━━━ Verilen girdiler
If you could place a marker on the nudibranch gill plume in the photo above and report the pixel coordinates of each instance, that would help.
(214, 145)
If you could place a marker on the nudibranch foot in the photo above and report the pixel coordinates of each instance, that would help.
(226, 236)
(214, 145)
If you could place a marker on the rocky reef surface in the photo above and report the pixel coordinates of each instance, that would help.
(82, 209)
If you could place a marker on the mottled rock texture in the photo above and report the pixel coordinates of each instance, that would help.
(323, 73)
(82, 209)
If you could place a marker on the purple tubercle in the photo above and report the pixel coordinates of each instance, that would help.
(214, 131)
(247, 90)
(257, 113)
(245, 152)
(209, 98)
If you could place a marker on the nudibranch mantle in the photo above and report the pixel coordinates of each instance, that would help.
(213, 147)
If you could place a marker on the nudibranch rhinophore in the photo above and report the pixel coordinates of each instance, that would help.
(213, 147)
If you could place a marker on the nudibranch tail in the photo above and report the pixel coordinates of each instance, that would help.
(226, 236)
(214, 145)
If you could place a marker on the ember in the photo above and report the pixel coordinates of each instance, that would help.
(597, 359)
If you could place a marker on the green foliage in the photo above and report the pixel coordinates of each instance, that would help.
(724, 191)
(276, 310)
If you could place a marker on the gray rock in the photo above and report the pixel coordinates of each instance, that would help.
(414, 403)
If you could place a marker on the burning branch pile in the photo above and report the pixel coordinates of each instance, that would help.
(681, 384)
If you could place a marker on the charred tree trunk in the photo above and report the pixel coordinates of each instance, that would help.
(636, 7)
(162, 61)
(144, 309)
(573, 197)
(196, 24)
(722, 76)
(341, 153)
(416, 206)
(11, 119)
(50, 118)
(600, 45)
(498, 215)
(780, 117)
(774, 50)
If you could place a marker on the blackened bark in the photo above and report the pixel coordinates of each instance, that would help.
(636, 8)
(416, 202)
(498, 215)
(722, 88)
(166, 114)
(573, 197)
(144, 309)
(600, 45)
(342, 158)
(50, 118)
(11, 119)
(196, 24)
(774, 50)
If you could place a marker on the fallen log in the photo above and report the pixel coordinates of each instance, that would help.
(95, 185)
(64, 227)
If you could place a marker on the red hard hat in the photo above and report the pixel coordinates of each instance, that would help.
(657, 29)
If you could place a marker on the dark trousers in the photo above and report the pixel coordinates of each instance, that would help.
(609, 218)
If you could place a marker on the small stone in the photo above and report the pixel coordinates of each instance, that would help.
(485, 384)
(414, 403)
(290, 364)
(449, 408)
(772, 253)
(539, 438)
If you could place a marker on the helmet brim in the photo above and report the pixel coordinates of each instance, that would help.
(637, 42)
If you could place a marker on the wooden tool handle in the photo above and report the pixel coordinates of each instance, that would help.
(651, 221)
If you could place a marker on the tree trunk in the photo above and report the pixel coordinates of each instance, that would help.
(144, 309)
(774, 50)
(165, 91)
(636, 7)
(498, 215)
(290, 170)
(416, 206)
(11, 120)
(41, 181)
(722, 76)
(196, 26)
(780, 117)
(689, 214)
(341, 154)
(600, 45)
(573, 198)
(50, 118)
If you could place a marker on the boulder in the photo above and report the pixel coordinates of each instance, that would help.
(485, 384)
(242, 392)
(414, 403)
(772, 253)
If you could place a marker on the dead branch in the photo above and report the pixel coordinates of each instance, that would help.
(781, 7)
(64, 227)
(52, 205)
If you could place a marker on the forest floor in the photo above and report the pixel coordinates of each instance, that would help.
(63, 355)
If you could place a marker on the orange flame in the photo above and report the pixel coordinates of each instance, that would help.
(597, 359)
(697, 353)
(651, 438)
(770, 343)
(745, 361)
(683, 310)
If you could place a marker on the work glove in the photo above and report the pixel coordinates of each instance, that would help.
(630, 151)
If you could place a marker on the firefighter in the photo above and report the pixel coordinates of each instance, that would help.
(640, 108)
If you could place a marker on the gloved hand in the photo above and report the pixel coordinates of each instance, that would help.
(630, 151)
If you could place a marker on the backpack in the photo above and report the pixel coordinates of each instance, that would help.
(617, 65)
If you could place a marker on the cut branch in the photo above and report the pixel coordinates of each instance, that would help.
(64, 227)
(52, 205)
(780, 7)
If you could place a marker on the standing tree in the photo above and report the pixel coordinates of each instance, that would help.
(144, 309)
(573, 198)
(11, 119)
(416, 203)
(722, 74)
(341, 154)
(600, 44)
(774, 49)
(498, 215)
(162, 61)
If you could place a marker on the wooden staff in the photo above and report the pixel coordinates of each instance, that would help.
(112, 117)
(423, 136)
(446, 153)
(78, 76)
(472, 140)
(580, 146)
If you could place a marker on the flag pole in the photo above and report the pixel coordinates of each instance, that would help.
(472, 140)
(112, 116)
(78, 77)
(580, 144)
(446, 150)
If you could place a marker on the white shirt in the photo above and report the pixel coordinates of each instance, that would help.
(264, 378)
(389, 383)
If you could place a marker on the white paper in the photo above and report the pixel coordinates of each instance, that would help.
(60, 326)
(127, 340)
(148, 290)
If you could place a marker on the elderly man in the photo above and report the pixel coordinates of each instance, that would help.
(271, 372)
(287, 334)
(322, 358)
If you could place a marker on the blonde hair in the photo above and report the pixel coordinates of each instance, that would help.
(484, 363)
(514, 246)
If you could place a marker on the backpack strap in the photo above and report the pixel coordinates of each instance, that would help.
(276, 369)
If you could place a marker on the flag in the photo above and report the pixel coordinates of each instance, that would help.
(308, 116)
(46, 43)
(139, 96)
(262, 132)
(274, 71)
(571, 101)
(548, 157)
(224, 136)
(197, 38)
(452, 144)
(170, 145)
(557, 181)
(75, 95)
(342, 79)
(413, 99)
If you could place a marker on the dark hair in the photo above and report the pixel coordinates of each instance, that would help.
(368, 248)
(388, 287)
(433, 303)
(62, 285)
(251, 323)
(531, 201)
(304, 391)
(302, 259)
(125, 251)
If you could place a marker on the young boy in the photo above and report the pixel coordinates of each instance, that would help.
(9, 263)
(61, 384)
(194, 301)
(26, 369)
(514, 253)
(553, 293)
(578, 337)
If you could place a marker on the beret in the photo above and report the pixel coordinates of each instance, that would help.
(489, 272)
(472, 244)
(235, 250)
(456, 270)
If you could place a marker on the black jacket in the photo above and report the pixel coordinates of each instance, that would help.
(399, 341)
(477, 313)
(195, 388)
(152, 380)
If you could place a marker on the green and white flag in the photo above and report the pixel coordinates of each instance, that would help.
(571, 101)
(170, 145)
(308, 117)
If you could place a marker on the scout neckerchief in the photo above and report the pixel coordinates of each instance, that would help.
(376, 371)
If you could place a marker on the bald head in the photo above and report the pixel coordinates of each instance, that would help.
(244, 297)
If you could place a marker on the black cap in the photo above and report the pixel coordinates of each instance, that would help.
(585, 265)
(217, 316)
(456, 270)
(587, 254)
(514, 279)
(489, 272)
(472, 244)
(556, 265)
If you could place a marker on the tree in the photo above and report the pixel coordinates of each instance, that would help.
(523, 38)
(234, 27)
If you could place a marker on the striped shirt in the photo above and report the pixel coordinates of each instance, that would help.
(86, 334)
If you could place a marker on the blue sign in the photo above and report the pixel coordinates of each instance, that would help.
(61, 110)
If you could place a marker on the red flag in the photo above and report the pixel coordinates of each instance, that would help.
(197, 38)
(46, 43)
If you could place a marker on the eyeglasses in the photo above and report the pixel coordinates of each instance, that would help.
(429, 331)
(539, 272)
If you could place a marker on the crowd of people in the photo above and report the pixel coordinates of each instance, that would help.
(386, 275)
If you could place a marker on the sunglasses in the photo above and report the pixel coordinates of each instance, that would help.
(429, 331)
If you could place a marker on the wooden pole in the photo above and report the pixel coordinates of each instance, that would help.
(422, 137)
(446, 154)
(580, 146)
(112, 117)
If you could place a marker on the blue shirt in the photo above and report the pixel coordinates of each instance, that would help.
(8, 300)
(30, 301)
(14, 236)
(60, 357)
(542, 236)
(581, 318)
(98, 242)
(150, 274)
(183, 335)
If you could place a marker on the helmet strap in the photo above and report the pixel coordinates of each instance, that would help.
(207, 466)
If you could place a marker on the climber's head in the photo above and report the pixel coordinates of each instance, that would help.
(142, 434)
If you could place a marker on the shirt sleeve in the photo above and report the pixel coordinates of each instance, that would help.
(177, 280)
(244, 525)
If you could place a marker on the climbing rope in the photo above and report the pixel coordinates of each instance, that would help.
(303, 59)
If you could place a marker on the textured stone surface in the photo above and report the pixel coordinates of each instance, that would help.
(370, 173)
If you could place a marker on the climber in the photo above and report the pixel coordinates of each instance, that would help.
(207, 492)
━━━━━━
## Alıştırma ayrıntıları
Listeden, "If you could place a marker on the blue shirt" ifadesini içeren satırdan başlayıp listenin sonuna kadar uzanan satırları çıkarın. İlk ve son satır dahil, hepsini hiçbir değişiklik yapmadan aktarın.

## Tamamlanmış yanıt
If you could place a marker on the blue shirt in the photo above and report the pixel coordinates of each instance, that would help.
(8, 300)
(30, 301)
(14, 236)
(60, 357)
(542, 236)
(581, 318)
(98, 242)
(150, 274)
(183, 335)
If you could place a marker on the helmet strap in the photo above and report the pixel coordinates of each instance, that would help.
(207, 466)
If you could place a marker on the climber's head in the photo above and report the pixel coordinates of each instance, that would help.
(142, 434)
If you could place a marker on the shirt sleeve in the photo above and report the pixel coordinates of each instance, that would help.
(177, 280)
(244, 525)
If you could place a marker on the climbing rope in the photo above and report the pixel coordinates of each instance, that would help.
(303, 59)
If you could place a marker on the textured stone surface in the photo above and report the pixel coordinates of each instance, that would help.
(370, 173)
If you could place a marker on the climber in the photo above and report the pixel coordinates of each instance, that would help.
(207, 492)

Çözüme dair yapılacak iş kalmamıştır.